• Short exercise 1: Write out the data formats text word for word, covering the stretch from "For cpm.generators.Simulator" through "the best-fitting parameters.".

• Source excerpt:
:::::

Data formats
How should your data look like? cpm
is optimised for specific data formats, which can be either a pandas.DataFrame or a list of dictionaries.
For most models that use cpm.generators.Wrapper
, it is a pandas.DataFrame, where each row should be a trial or state in the experiment or environment.
For cpm.generators.Simulator
or methods in cpm.optimisation
, the data should be a grouped pandas.DataFrame, where we fit the model to each groups.
If RAM is of concern, we recommend to use dictionaries. This is because dictionaries have smaller memory footprint than pandas.DataFrame. Each dictionary represents a single participant. The key-value pairs in the dictionary are the names of the variables your model and the optimisation routines will need to simulate data and find the best-fitting parameters.
Imagine you have four stimuli in a given experiment, where on every trial they appear in a combination of two. Data then should be in the following format:
participant = {
"trials": np.array(
[[2, 3],
[1, 4],
[3, 2],
[4, 1],
[2, 3],
[2, 3],
[1, 4],
[3, 2],
[4, 1],
[2, 3]]
),
"feedback": np.array([[1], [0], [1], [0], [1], [1], [0], [1], [0], [1]]),
"observed": np.array([[1], [0], [1], [0], [1], [1], [0], [1], [0], [1]])
}
In this example, the trials
key contains a list of all trials or states in the experiment or environment. Each trial is a list of two values, representing stimuli that appeared on that trial. The feedback
key contains a list of feedback values, where 1
means the participant responded correctly and 0
means the participant responded incorrectly. The observed
key contains a list of observed values, which are the same as the feedback values in this case. The only mandatory field that we need you to specify is the observed
key, which must be your dependent variables.

:::::

• Rows taken from a dataset:

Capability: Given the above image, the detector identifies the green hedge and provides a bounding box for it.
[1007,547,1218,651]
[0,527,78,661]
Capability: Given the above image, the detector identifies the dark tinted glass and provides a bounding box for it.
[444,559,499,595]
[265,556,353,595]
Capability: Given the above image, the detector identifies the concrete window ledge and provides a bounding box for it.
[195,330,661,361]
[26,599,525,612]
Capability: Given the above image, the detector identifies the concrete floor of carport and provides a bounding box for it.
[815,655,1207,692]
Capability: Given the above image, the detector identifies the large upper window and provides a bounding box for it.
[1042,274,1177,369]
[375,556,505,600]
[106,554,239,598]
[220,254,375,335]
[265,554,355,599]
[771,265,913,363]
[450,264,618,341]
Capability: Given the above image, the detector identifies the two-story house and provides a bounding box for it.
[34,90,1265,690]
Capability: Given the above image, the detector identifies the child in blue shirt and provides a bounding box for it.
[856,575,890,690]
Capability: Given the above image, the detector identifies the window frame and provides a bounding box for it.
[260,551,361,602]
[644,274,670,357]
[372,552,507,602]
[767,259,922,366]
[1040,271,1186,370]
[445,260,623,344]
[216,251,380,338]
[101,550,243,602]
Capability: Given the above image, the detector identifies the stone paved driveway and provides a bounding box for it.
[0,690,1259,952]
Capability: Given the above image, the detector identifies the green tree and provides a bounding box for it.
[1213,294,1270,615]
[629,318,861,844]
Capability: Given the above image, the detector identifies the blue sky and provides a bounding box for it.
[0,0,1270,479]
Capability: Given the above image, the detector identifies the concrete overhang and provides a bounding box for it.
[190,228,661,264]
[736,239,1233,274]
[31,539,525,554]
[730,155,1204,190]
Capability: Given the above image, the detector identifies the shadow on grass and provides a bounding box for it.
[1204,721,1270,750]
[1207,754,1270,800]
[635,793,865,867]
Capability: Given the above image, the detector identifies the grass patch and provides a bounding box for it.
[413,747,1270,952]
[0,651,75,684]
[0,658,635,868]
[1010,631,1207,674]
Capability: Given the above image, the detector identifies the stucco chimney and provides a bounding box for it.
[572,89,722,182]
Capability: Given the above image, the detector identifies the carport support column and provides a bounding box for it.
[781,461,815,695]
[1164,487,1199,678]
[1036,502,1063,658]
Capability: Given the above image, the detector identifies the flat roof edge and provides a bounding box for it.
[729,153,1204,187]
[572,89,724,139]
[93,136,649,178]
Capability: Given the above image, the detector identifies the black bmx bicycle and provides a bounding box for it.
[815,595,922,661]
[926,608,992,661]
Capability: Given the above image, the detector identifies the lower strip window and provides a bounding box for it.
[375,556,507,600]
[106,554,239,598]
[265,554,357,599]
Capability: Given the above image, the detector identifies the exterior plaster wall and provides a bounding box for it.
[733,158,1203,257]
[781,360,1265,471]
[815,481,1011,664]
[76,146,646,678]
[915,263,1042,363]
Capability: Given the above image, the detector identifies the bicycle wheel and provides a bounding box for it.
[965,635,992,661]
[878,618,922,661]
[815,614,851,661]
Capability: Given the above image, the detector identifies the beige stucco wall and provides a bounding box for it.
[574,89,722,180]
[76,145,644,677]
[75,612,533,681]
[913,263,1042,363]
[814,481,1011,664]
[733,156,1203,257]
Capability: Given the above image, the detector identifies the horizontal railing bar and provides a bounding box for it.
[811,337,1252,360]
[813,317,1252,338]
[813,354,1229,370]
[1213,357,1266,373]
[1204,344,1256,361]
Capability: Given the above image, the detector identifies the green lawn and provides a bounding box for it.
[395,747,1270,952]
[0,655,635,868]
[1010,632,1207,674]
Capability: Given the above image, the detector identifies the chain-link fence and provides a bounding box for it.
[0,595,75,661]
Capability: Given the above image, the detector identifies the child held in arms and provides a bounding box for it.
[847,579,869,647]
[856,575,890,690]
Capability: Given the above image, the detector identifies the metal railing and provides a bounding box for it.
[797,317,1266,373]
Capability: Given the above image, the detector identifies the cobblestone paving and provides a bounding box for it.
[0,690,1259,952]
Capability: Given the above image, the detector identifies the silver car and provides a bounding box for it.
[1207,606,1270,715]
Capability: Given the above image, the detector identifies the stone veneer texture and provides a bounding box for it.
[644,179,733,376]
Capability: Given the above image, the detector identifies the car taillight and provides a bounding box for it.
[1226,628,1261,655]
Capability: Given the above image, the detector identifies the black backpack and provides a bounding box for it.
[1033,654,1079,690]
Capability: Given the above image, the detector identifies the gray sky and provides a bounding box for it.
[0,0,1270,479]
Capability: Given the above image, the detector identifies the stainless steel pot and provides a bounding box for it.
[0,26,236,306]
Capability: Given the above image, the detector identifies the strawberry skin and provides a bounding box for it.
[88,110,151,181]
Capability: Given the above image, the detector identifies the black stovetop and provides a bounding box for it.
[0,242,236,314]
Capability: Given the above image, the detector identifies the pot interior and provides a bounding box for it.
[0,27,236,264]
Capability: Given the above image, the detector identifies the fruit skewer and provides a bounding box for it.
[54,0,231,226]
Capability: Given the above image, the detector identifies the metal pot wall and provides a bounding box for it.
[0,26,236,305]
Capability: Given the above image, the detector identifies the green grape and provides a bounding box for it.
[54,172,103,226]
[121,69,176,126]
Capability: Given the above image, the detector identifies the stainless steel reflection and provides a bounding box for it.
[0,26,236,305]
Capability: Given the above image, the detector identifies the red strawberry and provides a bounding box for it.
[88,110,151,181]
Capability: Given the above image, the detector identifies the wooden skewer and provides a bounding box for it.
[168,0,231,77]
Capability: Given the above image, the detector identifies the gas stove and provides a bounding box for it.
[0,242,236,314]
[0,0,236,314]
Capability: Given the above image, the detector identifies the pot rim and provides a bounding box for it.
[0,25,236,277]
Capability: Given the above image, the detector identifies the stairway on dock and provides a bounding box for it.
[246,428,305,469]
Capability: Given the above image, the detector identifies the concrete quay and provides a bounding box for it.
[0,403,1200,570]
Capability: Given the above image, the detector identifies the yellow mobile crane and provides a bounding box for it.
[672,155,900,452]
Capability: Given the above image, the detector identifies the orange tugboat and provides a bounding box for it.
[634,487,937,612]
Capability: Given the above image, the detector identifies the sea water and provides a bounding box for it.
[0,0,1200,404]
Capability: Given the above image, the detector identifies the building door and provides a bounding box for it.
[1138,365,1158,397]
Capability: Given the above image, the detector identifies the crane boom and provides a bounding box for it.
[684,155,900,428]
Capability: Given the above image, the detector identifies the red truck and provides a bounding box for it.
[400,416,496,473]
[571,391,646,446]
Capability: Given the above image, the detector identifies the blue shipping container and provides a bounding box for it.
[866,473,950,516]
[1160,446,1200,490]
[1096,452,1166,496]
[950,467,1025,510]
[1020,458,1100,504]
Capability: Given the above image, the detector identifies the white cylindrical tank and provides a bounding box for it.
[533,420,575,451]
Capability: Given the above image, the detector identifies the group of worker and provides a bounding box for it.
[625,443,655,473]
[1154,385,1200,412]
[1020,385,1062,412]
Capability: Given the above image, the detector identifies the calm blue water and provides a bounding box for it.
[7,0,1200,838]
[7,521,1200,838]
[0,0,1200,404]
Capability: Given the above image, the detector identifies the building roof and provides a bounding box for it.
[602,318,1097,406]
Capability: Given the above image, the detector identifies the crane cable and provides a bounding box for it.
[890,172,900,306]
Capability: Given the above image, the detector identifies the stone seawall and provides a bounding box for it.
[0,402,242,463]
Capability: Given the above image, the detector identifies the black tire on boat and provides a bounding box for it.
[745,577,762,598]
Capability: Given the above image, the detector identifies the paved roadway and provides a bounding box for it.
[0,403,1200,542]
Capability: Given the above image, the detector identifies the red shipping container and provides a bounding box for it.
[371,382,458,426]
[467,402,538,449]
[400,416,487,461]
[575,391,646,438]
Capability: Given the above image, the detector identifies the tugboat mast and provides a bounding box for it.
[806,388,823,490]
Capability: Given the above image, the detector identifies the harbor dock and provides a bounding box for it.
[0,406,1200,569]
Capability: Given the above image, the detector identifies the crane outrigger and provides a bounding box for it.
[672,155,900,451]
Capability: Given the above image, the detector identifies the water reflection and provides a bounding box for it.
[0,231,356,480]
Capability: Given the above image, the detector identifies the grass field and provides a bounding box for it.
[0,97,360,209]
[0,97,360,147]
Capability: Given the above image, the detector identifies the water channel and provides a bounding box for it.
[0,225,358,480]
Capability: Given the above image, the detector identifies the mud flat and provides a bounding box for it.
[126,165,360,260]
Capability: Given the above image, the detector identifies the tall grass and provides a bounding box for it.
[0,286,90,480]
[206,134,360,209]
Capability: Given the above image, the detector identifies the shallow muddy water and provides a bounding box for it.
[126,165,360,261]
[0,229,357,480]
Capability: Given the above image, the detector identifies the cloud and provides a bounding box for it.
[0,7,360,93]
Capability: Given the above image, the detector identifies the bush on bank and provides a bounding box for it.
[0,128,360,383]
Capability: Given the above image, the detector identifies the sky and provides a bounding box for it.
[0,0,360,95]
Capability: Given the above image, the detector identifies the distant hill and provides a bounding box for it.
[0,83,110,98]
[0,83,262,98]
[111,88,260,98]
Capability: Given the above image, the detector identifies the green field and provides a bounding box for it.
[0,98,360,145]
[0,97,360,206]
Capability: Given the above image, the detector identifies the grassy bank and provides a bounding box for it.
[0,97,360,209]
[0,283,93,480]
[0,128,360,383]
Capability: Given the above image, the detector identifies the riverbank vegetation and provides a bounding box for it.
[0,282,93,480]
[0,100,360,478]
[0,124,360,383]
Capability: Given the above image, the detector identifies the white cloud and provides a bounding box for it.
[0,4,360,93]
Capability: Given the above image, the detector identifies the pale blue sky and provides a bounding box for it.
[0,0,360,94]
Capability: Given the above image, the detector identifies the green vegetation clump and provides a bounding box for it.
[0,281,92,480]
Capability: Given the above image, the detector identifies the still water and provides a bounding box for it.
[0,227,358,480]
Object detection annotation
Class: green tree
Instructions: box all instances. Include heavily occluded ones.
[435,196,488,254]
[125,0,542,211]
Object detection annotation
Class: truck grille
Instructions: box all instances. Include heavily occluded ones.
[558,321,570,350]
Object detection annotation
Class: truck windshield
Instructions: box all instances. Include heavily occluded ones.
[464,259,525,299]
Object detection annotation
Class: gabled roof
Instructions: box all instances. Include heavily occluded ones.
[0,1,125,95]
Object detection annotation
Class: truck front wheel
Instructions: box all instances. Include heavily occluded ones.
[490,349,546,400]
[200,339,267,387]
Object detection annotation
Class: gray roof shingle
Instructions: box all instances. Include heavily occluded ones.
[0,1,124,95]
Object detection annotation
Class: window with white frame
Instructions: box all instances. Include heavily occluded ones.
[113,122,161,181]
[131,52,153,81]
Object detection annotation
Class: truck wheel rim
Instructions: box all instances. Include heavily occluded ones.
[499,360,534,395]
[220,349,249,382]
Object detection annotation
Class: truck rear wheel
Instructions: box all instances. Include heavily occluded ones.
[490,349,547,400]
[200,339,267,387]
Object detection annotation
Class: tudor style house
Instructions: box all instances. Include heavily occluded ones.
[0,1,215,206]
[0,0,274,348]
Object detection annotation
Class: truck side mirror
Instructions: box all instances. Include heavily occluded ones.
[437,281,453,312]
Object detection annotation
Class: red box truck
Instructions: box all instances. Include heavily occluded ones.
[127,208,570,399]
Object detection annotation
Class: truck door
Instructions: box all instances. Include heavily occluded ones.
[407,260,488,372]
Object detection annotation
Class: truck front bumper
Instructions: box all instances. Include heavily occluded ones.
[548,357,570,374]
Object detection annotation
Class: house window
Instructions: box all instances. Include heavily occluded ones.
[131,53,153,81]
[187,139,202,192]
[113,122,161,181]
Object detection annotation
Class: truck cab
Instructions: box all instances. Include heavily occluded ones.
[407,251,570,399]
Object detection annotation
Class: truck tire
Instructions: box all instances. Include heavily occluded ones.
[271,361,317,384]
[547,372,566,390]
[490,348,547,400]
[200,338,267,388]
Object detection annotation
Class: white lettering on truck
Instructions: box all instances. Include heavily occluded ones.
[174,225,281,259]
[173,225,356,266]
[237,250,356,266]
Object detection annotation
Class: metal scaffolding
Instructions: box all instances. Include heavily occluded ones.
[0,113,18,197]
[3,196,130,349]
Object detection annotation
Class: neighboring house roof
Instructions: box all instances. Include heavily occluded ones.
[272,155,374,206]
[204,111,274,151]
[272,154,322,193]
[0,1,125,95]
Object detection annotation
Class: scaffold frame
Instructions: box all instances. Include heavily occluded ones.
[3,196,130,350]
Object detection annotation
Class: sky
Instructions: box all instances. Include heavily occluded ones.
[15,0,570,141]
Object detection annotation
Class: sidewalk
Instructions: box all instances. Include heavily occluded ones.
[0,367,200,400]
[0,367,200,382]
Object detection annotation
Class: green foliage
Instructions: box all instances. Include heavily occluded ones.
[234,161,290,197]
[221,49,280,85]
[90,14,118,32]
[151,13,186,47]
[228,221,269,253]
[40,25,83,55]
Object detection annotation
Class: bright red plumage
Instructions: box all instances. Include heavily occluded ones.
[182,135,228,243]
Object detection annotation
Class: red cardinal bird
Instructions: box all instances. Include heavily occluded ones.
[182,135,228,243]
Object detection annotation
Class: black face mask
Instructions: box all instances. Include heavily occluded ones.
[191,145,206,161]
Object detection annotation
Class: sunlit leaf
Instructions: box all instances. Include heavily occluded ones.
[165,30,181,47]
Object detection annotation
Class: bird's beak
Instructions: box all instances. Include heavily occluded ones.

:::::

• Short exercise 2: Please put the stretch of the records from the line containing "overhang and provides a bounding box for it." through the line containing "[730,155,1204,190]" into a Markdown table with the columns No. and Entry, giving each line its number and leaving out blank lines.

• Written reply 1:
For cpm.generators.Simulator
or methods in cpm.optimisation
, the data should be a grouped pandas.DataFrame, where we fit the model to each groups.
If RAM is of concern, we recommend to use dictionaries. This is because dictionaries have smaller memory footprint than pandas.DataFrame. Each dictionary represents a single participant. The key-value pairs in the dictionary are the names of the variables your model and the optimisation routines will need to simulate data and find the best-fitting parameters.

• Written reply 2:
| No. | Entry |
|---|---|
| 1 | Capability: Given the above image, the detector identifies the concrete overhang and provides a bounding box for it. |
| 2 | [190,228,661,264] |
| 3 | [736,239,1233,274] |
| 4 | [31,539,525,554] |
| 5 | [730,155,1204,190] |